* _Work request_
Find every line in the records below that holds the word "yellow" and copy it.

(Records excerpted from a collection)
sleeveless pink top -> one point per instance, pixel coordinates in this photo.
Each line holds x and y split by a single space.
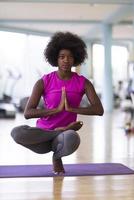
75 89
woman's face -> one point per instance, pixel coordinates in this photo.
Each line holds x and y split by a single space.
65 60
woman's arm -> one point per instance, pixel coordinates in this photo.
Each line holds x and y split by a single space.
95 107
31 110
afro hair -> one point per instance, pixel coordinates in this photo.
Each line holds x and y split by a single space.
69 41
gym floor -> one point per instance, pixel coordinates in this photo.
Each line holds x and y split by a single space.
102 140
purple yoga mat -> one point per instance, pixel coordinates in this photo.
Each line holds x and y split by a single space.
91 169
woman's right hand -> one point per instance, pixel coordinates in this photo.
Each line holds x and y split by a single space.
62 102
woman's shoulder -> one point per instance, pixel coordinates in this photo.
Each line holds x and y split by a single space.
49 75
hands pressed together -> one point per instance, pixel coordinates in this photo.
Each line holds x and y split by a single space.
64 105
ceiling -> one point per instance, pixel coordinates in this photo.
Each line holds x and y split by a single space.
84 17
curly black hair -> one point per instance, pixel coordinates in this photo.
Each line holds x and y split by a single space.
69 41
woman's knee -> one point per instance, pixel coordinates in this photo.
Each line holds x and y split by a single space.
65 143
17 133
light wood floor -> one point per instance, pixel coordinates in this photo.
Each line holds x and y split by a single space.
102 140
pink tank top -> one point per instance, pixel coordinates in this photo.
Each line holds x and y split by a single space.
75 89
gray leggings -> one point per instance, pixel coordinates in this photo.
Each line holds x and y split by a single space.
43 141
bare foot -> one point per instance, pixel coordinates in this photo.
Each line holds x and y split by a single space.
58 166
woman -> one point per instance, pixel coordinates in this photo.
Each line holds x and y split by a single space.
62 91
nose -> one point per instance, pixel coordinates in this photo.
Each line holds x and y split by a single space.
66 59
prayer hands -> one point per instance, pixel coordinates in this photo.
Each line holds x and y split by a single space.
64 103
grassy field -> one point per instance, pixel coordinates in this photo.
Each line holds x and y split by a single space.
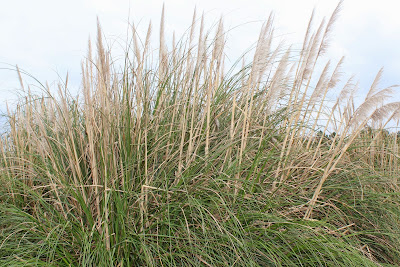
174 161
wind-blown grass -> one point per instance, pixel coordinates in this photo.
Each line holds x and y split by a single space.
174 161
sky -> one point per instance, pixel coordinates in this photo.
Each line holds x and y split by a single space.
48 38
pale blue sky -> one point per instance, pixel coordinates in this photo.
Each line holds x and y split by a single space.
48 37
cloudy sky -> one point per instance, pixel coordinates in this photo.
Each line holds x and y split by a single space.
47 38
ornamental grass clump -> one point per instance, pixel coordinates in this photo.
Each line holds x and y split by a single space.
174 159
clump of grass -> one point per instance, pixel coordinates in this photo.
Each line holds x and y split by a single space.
172 160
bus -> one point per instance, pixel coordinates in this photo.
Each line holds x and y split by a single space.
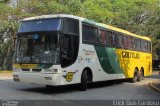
63 49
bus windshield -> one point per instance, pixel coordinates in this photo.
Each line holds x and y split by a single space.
37 48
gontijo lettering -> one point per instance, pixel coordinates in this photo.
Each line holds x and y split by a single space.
130 55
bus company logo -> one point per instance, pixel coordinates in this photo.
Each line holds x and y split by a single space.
89 52
130 55
69 76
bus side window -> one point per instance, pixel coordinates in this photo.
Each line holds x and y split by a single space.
115 39
86 33
125 42
108 37
120 41
102 36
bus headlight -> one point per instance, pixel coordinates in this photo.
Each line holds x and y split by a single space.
51 70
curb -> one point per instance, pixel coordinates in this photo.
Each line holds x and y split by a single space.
153 87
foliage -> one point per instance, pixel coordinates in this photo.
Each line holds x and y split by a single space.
138 16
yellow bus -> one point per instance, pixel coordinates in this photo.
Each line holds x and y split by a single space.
64 49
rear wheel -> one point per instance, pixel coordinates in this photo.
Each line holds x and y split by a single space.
83 84
135 76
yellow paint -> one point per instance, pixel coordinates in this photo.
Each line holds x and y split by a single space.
129 64
25 65
69 76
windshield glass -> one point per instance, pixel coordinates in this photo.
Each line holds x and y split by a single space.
37 48
50 24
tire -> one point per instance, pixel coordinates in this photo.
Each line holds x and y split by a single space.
49 87
141 75
83 84
135 77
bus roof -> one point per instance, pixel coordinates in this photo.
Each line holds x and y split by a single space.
88 21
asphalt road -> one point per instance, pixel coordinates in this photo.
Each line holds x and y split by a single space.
70 95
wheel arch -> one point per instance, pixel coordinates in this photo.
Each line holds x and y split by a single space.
89 73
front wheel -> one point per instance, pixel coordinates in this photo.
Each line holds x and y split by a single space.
141 75
135 77
83 84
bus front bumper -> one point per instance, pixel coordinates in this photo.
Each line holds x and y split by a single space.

* _Task output_
yellow bus -> one point per instance, pixel coordinates in this photo.
yellow paint -> one point per instance, pixel coordinates in this photo.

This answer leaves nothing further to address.